When it comes to deserts -- too many favorites to count. However, I have found some wonderful EASY deserts (and one or two worth the trouble because they are unusual).
The following is a recipe I found in an old used book -- Farm Jounal's Country Cookbook. Can't tell you how often I've given out the recipe.
Brownies for a Crowd
1/2 c margarine or butter 1 c sugar 4 eggs 1 tsp. vanilla 1 (1 lb) can chocolate syrup (1 1/2 c) 1 cup plus 1 tblsp. sifted flour (I don't sift -- just use 1 cup unsifted flour) 1/2 tsp. baking powder 1/4 tsp salt 1/2 c chopped walnuts (I use pecans)
Cream butter and sugar until smooth, add eggs 1 at a time. Add vanilla and chocolate syrup. Stir together dry ingredients then add to wet ingredients. Add nuts and pour into a well gresed 15 1/2 X 10 1/2 X 1 inch jelly role pan. Bake at 350 degrees 22 to 25 minutes. Do not overbake!! I usually take the brownies out at 22 minutes. If the edges have come away from the sides of the pan, they are done.

*Entries:*
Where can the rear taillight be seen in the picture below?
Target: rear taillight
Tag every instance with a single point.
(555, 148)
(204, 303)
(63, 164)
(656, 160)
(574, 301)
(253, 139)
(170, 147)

*Stated problem:* Could you reproduce the brownie recipe text above word for word, from its first line to its last?

*Completed exercise:*
When it comes to deserts -- too many favorites to count. However, I have found some wonderful EASY deserts (and one or two worth the trouble because they are unusual).
The following is a recipe I found in an old used book -- Farm Jounal's Country Cookbook. Can't tell you how often I've given out the recipe.
Brownies for a Crowd
1/2 c margarine or butter 1 c sugar 4 eggs 1 tsp. vanilla 1 (1 lb) can chocolate syrup (1 1/2 c) 1 cup plus 1 tblsp. sifted flour (I don't sift -- just use 1 cup unsifted flour) 1/2 tsp. baking powder 1/4 tsp salt 1/2 c chopped walnuts (I use pecans)
Cream butter and sugar until smooth, add eggs 1 at a time. Add vanilla and chocolate syrup. Stir together dry ingredients then add to wet ingredients. Add nuts and pour into a well gresed 15 1/2 X 10 1/2 X 1 inch jelly role pan. Bake at 350 degrees 22 to 25 minutes. Do not overbake!! I usually take the brownies out at 22 minutes. If the edges have come away from the sides of the pan, they are done.